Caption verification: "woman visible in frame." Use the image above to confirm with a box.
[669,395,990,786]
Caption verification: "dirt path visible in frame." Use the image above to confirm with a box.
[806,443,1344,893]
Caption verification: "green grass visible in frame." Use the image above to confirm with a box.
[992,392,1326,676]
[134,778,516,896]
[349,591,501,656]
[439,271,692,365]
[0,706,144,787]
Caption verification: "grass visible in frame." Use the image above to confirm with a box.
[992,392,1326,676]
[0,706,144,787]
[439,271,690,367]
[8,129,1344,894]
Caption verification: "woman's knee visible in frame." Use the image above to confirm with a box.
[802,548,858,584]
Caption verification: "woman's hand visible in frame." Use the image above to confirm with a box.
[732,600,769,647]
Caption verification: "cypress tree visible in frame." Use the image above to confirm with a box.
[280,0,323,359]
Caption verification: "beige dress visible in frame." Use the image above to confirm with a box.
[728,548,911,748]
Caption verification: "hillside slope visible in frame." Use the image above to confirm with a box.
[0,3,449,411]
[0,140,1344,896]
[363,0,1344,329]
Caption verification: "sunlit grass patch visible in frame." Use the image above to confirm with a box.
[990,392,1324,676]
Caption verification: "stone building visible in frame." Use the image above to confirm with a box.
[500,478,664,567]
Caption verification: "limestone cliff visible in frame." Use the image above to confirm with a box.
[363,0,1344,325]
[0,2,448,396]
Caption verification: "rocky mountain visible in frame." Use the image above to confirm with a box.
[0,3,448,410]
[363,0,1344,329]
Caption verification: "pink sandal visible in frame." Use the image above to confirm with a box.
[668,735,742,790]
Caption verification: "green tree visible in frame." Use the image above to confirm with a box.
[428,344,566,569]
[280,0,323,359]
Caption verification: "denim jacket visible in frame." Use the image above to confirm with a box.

> [DIRECTION]
Repeat all of the records above word for word, in the same order.

> [SOLUTION TO THE PROBLEM]
Caption verification: "woman visible in frame." Use the image above to confirm with a box.
[669,395,990,786]
Caption verification: "dirt path visible in frame." Use the image above to confirm with a box.
[806,443,1344,893]
Caption verification: "green grass visible in frame." Use the image above to confirm with a box.
[992,392,1326,676]
[134,778,516,896]
[349,591,501,656]
[439,271,692,365]
[0,706,144,787]
Caption verification: "grass visible in frame." Use the image above to confirm with a box.
[992,392,1326,676]
[0,706,144,787]
[439,271,690,367]
[8,129,1344,894]
Caption verification: "woman's knee visible in frame." Use the image above to confirm with a box.
[802,548,858,584]
Caption verification: "woman's hand visible in frame." Use the image above to confirm with a box.
[732,600,769,647]
Caption verification: "cypress tree visible in frame." Use the image above to confirm with a box.
[280,0,323,359]
Caption verification: "beige dress visible in frame." Use the image above to confirm with a box.
[728,548,911,748]
Caption verification: "hillside slope visible in frame." Use the image above to confirm with a box.
[0,3,449,411]
[0,140,1344,896]
[363,0,1344,329]
Caption verification: "sunlit grass patch visible in frame." Use the image above to confirm with a box.
[990,392,1324,676]
Caption verification: "stone building visible in frame." Use the image above to confirm with a box.
[500,478,664,567]
Caption verification: "limestone cliff visible in frame." Use the image above to confirm with a box.
[363,0,1344,325]
[0,2,448,396]
Caption verification: "rocky mountain visible in frame." Use the image above to confirm with a box.
[0,3,448,410]
[363,0,1344,329]
Caption verification: "pink sandal visible in frame." Use the image above to confirm with a box.
[668,735,742,790]
Caption verification: "green tree visible in frame." Use the image above to confirm with a box.
[428,344,566,569]
[280,0,323,359]
Caption verification: "denim jacket visible in frame." Use the image above to confirm with a box.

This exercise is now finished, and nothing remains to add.